--- RECORDS FOR THIS EXERCISE ---
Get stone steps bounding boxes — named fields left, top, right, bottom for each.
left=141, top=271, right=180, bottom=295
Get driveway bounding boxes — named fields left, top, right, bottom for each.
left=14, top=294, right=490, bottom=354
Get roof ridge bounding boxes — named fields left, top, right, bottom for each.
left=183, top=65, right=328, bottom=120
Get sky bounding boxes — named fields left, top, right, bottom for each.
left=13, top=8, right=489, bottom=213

...

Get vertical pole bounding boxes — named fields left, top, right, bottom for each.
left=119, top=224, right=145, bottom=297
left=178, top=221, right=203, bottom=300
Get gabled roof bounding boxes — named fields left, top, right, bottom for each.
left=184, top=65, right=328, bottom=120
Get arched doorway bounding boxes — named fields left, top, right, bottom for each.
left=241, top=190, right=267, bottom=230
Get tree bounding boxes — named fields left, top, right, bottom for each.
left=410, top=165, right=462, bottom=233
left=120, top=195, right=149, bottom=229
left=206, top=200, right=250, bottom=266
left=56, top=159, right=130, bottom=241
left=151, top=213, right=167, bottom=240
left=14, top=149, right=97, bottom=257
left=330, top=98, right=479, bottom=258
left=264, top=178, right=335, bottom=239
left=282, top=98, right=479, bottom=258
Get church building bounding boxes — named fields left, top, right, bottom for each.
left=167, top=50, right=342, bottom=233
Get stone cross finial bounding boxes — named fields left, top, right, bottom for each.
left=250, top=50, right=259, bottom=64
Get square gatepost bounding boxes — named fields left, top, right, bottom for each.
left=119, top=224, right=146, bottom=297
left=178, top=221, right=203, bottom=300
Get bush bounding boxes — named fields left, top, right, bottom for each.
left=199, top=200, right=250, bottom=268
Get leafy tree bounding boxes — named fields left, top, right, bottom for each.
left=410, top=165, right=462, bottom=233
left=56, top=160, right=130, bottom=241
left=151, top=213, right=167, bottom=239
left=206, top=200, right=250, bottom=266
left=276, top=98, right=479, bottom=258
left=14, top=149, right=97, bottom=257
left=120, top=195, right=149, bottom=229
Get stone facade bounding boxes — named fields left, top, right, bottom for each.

...

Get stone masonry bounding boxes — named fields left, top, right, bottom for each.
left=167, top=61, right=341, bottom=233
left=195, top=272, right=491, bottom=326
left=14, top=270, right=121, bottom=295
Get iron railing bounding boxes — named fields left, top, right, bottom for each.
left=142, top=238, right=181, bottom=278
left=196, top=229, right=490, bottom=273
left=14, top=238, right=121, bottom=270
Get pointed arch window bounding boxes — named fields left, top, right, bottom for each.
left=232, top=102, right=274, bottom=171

--- WORK TO DO ---
Arrange the records above, from the line with "Get stone steps" to the line with "left=14, top=294, right=490, bottom=354", inclusive, as a numbered list with blank lines left out.

--- COMPLETE RESPONSE ---
1. Get stone steps bounding boxes — named fields left, top, right, bottom for each.
2. left=141, top=271, right=180, bottom=295
3. Get driveway bounding boxes — named fields left, top, right, bottom for each.
4. left=14, top=294, right=490, bottom=354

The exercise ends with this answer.